==== PASSAGE SHOWN

Clause (C) of Section 11 promises to add a provision to the MBA stating that
there shall be no residual payments for the exhibition or distribution of
theatrical and television motion pictures, whether in whole or in part, in new
media (other than as set forth in the “Sideletter on Exhibition of Motion
Pictures Transmitted Via the Internet”). For this purpose, the term “new media”
means any digital distribution platform now known or which is hereafter
developed during the term of the 2007 Writers Guild of America Theatrical and
Television Basic Agreement, including, but not limited to, digital video on
demand, alternative digital broadcast channels, Internet exhibition, PDAs,
broadband and cell phones. Section 26 Product Made for New Media (P-2) at pages
17 & 18 the Comprehensive Proposal promises to Revise the “Sideletter on
Literary Material Written for Programs Made for the Internet” and must be
stricken in its entirety for the Contract to stand any chance of being approved
by the Guild. The Producers have
written in a biased arbitration system.
Section 26 and the final clause whereby all further proposals are
rejected, killed the Contract, no self respecting writer would expect the
reader to honor an agreement that so clearly directs the reader to reject the
proposal and go on strike.
41. In regards to Internet sales WGA has
proposed that writers receive 2.5% of distributor's gross for new-media sales
and distribution. The companies have thus far refused to address this proposal,
and have instead proposed that Internet sales follow the same formula as DVD
sales. With regard to streaming, the companies have proposed that so-called
"promotional" streaming—including the streaming of a program in its
entirety and even for profit via advertising or other means— does not entitle
residuals to the writer or writers whatsoever.
Both of these proposals have been rejected by the WGA and are cited as
evidence that the studios "(want) to shut down rather than reaching a fair
deal. The paltry video residuals have
already been the source of so much grief for the industy, inspiring not one but
two writer’s strikes by the WGA whose writers have been aggressive enough to
ensure that they be in the credits but cannot seem to ensure that they are
given enough. Royalties, or residuals
as the motion picture and television industry so disrespectfully calls the
exclusive right of authors to their respective writings, promoted in Art. I
Sec. 8 Clause 8 of the US Constitution that similarly confers no such titles of
nobility upon its citizens, are needed so that the body politic is not
separated from the mind that created it.
Royalties are a fundamental part of democratic society that is
frequently crushed by the people who enjoy success from the other aspects of
exposure to the masses by means of the democracy as written by the Founding
Fathers and Mothers. Whereas Internet
and new media sales are not predictable they must be separated from DVD
residuals to avoid conflict in the future.

========
==== DATASET RECORDS

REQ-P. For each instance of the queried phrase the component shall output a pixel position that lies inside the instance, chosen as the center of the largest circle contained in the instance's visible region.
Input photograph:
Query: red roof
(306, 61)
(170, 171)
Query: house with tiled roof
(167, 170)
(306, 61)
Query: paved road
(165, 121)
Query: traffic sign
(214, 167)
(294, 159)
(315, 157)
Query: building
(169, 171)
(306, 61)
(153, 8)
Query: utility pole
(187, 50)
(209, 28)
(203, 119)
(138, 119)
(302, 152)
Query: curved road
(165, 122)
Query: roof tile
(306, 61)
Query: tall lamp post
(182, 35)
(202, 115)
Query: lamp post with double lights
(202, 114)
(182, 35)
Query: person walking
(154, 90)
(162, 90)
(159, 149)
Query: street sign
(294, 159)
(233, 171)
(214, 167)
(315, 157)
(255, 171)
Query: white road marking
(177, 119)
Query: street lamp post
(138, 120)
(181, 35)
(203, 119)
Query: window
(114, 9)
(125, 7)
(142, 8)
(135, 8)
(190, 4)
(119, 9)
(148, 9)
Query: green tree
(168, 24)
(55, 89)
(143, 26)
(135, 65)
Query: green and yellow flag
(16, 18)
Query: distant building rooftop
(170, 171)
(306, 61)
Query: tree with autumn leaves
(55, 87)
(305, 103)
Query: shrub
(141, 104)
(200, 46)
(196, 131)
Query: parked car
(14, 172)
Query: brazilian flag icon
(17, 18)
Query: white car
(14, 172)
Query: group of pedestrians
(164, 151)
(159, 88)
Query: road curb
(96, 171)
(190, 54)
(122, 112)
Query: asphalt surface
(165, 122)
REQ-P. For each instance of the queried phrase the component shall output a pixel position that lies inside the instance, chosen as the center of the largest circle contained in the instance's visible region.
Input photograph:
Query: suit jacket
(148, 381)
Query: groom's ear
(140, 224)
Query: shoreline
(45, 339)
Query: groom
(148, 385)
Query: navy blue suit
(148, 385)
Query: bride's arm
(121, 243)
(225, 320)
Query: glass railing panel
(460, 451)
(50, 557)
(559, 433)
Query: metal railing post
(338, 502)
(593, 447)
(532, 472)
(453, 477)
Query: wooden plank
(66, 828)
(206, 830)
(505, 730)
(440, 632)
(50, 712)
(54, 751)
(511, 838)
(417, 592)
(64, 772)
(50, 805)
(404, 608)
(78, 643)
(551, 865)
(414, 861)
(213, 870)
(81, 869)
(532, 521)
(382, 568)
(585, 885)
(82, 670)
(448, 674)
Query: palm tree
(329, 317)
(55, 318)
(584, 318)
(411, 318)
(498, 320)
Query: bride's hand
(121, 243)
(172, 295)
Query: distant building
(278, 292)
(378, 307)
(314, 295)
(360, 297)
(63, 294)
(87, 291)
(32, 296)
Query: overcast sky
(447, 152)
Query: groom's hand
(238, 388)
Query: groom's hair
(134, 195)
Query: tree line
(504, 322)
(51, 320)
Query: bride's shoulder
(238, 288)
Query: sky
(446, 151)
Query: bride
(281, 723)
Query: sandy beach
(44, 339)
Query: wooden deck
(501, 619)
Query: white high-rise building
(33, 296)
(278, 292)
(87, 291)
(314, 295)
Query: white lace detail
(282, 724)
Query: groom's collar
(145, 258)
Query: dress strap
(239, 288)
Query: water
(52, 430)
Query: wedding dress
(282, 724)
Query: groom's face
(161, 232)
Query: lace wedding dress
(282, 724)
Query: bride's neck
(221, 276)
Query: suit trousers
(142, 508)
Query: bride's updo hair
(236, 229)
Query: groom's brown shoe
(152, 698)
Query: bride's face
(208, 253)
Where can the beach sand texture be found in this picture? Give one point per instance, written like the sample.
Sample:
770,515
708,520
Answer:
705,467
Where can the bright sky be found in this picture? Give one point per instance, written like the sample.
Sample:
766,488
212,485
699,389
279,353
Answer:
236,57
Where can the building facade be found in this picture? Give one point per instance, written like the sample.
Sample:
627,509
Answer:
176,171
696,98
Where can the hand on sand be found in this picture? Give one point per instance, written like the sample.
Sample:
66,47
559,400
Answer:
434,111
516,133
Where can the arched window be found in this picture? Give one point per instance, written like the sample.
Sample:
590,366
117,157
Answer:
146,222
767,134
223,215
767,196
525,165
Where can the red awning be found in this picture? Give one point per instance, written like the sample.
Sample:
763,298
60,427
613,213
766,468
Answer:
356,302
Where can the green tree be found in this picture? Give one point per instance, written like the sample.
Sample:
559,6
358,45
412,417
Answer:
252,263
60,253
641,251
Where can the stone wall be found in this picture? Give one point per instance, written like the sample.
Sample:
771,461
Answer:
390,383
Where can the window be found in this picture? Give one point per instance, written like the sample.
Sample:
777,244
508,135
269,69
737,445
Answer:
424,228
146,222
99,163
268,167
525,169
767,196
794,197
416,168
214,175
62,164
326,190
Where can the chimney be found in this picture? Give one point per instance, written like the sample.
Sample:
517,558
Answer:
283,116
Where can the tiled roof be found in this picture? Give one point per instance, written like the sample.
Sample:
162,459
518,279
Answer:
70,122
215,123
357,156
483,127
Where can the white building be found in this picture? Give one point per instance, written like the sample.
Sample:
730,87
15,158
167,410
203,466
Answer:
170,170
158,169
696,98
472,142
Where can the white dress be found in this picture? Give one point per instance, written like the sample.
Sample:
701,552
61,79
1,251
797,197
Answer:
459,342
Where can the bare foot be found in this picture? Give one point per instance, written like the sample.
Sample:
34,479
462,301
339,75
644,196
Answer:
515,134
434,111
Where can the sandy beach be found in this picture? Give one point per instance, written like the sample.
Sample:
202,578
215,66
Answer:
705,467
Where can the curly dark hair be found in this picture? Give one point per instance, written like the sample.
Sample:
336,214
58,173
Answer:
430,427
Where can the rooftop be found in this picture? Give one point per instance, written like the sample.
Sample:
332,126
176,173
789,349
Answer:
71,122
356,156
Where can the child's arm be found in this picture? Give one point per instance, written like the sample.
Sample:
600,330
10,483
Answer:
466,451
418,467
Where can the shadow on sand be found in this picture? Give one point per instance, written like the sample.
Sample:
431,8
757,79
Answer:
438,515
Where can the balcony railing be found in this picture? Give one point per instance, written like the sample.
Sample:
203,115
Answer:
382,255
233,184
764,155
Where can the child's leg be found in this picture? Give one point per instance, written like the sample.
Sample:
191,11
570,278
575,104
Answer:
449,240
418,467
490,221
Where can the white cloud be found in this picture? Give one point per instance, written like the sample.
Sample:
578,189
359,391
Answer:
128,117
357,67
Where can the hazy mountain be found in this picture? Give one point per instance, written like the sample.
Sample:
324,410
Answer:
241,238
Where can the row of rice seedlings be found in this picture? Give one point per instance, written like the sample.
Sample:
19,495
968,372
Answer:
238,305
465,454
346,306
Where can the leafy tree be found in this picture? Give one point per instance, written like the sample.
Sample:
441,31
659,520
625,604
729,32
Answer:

========

## PROBLEM TO SOLVE
Reproduce the portion of the passage on Writers Guild residuals above, from "means any digital" up to and including "biased arbitration system.".

## SOLUTION
means any digital distribution platform now known or which is hereafter
developed during the term of the 2007 Writers Guild of America Theatrical and
Television Basic Agreement, including, but not limited to, digital video on
demand, alternative digital broadcast channels, Internet exhibition, PDAs,
broadband and cell phones. Section 26 Product Made for New Media (P-2) at pages
17 & 18 the Comprehensive Proposal promises to Revise the “Sideletter on
Literary Material Written for Programs Made for the Internet” and must be
stricken in its entirety for the Contract to stand any chance of being approved
by the Guild. The Producers have
written in a biased arbitration system.